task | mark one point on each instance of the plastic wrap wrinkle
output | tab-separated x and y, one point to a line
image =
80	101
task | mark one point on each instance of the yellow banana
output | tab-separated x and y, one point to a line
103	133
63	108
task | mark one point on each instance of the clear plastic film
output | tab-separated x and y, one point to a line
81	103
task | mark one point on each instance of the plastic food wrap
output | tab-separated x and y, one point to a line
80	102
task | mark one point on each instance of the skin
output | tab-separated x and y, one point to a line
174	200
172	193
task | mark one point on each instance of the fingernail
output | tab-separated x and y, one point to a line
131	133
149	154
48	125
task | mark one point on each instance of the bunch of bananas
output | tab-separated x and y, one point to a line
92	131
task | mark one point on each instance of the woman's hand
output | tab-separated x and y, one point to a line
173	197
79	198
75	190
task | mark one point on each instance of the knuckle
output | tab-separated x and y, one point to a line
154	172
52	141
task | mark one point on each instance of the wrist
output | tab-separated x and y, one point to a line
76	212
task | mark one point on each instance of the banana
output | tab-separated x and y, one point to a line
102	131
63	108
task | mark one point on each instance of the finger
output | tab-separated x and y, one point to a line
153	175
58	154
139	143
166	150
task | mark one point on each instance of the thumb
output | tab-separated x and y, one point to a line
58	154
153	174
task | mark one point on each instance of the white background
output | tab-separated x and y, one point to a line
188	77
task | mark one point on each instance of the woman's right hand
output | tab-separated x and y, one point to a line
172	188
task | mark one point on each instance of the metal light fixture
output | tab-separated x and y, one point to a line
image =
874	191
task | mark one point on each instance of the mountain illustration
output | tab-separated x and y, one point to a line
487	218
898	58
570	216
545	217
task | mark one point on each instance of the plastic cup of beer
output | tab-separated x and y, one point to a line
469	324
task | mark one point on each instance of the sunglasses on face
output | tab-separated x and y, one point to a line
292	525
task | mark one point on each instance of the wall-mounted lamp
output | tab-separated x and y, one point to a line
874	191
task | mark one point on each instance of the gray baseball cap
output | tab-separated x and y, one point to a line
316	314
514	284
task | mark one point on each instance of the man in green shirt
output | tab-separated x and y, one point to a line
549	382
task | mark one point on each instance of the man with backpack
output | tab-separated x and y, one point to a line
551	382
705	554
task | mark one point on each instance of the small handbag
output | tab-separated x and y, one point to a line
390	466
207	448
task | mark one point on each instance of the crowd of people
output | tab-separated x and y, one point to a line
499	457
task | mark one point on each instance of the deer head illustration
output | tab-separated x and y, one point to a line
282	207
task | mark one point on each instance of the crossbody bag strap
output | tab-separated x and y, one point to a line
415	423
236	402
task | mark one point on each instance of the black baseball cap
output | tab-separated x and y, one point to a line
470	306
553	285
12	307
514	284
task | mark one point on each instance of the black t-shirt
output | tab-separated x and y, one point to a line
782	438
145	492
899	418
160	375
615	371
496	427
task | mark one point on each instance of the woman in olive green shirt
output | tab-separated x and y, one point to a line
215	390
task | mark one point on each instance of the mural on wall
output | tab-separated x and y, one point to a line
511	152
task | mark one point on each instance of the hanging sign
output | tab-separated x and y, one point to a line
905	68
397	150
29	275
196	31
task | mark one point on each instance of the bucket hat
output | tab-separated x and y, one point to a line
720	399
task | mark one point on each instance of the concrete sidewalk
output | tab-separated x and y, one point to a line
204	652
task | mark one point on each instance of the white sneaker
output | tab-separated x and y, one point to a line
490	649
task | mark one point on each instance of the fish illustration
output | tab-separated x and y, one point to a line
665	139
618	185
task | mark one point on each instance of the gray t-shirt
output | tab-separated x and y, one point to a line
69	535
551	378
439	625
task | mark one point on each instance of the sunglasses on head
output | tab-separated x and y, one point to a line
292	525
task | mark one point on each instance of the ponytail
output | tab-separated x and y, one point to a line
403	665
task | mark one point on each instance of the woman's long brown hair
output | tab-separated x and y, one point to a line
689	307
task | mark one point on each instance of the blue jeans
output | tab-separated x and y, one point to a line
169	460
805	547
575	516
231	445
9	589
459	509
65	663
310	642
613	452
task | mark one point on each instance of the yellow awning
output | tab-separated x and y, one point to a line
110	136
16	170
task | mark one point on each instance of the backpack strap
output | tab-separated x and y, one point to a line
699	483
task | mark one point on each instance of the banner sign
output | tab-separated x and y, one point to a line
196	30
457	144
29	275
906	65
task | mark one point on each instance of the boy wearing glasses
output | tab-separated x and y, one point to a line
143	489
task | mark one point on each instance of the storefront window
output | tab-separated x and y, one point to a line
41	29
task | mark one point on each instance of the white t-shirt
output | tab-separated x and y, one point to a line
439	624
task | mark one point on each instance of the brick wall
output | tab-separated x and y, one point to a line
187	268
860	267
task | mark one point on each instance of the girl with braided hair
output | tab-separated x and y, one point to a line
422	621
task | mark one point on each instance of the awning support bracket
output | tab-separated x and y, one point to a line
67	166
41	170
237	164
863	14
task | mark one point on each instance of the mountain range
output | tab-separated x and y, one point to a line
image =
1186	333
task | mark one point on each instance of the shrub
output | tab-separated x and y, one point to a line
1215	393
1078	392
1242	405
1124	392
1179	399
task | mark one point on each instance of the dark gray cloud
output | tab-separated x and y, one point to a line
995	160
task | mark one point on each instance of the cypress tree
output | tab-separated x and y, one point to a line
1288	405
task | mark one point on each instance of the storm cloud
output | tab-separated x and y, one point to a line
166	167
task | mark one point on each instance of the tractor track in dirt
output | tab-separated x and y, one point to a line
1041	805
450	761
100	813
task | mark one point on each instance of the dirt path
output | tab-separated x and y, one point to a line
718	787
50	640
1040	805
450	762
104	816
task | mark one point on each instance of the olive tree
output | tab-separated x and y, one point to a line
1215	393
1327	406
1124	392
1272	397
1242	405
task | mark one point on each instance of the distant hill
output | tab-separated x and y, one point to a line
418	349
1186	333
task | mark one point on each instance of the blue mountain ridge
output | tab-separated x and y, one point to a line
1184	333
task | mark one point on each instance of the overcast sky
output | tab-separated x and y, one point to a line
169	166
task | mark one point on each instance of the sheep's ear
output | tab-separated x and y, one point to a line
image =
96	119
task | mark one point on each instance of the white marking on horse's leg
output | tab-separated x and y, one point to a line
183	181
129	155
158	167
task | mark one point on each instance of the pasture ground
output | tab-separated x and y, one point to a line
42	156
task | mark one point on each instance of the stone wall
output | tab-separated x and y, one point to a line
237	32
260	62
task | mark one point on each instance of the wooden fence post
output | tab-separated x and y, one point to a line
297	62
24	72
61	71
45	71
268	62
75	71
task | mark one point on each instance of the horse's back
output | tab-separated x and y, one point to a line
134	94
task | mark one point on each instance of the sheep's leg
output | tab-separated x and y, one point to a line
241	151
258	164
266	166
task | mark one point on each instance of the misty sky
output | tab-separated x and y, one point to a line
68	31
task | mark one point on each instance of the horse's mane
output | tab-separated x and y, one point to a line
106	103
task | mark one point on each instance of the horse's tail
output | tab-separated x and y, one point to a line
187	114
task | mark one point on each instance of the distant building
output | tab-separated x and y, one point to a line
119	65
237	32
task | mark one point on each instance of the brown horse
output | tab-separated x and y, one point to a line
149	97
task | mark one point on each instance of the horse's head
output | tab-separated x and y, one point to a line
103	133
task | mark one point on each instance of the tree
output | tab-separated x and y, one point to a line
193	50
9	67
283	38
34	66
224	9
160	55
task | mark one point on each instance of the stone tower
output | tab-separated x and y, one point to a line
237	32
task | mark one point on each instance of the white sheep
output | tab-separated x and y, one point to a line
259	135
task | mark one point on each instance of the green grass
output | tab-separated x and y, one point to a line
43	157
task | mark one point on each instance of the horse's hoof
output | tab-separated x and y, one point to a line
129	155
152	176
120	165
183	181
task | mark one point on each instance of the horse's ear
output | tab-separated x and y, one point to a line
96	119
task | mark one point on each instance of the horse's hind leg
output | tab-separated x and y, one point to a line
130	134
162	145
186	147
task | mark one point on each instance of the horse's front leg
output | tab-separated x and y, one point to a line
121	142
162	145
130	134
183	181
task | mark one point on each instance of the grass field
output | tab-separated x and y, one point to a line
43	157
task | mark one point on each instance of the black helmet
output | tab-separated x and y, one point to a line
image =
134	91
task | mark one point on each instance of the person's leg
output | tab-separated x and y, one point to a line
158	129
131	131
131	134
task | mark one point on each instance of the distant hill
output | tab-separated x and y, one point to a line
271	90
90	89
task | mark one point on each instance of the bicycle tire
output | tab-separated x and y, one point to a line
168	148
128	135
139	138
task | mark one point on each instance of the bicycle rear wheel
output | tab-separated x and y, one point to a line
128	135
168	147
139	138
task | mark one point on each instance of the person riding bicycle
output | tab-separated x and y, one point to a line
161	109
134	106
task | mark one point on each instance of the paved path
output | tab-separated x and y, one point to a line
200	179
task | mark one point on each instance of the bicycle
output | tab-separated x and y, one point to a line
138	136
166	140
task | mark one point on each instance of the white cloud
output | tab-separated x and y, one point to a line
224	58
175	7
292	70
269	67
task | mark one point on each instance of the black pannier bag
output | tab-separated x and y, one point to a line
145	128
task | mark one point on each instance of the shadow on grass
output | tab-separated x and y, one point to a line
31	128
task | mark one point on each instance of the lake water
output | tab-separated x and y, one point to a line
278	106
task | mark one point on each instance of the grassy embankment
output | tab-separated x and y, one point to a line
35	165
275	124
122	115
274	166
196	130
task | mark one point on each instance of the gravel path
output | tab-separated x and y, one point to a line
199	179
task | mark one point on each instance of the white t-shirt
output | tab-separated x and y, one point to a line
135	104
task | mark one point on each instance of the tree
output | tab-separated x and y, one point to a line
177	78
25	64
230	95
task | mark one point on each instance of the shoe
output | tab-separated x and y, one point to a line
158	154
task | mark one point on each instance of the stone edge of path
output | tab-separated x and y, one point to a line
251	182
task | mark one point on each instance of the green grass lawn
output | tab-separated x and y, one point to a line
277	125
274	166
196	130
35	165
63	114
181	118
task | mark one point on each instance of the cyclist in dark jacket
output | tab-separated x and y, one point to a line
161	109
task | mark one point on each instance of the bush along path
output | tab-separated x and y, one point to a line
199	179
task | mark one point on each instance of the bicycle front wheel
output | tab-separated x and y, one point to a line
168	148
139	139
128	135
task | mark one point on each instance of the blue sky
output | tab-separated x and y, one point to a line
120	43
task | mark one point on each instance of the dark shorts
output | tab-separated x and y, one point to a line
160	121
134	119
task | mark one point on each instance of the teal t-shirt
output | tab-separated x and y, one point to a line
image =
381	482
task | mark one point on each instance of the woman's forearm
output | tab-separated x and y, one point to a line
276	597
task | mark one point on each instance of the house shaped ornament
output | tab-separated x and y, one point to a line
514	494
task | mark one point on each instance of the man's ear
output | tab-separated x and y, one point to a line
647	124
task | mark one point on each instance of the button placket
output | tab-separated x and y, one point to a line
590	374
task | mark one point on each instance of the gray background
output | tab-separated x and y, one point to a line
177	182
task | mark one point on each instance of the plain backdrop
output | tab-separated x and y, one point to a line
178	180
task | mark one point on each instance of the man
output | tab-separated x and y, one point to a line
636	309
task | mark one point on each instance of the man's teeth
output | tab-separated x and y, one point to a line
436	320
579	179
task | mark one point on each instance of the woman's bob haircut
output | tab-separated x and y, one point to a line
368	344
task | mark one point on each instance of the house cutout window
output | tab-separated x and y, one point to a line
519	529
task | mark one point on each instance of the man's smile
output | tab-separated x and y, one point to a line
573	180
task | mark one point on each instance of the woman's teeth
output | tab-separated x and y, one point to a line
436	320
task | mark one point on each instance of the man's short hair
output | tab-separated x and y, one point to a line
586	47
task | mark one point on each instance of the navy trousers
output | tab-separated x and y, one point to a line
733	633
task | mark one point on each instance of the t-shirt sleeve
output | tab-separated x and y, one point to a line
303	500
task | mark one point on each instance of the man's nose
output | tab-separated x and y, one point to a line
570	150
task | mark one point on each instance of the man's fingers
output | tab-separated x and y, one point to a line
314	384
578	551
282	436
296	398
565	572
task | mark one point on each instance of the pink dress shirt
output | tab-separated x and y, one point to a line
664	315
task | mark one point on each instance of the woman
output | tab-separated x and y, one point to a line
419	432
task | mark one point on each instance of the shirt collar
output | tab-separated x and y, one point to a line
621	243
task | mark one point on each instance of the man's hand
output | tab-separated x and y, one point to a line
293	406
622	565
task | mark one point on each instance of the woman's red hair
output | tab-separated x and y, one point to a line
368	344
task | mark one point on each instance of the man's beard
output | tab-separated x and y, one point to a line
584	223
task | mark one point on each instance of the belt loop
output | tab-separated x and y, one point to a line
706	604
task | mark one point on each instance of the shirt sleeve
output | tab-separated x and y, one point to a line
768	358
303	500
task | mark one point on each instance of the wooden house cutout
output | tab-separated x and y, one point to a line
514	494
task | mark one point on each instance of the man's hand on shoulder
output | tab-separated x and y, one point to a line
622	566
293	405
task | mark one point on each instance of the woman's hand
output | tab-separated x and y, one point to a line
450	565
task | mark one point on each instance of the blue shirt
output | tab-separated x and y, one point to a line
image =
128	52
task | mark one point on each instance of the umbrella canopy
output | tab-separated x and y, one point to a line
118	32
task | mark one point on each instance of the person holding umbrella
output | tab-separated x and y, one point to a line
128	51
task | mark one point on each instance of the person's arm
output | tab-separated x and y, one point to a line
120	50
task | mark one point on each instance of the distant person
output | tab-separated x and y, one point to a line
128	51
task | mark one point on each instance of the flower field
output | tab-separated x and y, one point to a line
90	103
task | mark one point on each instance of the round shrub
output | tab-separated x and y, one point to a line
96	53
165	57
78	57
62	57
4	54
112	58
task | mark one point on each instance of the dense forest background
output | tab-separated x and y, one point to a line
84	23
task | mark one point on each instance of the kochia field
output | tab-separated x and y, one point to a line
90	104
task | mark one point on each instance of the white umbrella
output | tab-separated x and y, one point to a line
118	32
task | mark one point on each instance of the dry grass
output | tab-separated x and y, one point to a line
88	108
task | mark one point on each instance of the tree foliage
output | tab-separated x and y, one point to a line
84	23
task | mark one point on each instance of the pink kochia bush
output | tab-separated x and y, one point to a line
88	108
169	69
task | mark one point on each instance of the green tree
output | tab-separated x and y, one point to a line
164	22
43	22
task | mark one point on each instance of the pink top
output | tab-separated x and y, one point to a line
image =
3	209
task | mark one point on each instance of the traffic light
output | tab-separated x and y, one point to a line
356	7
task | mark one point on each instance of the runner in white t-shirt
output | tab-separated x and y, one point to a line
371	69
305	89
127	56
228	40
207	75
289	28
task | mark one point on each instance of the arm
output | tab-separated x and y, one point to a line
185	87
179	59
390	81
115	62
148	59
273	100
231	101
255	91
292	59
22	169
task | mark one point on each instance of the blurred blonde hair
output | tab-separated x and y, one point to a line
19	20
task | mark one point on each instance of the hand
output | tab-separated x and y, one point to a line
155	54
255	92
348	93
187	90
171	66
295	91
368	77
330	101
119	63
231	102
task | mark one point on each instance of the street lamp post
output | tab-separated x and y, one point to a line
########################################
Exercise objective:
Please transcribe only the lines in the records above running from the line that has "the black helmet" through the line that has "the person's leg", both included, exactly as they appear.

Output of the task:
task | mark one point on each instance of the black helmet
output | tab-separated x and y, one point to a line
image =
134	91
task | mark one point on each instance of the person's leg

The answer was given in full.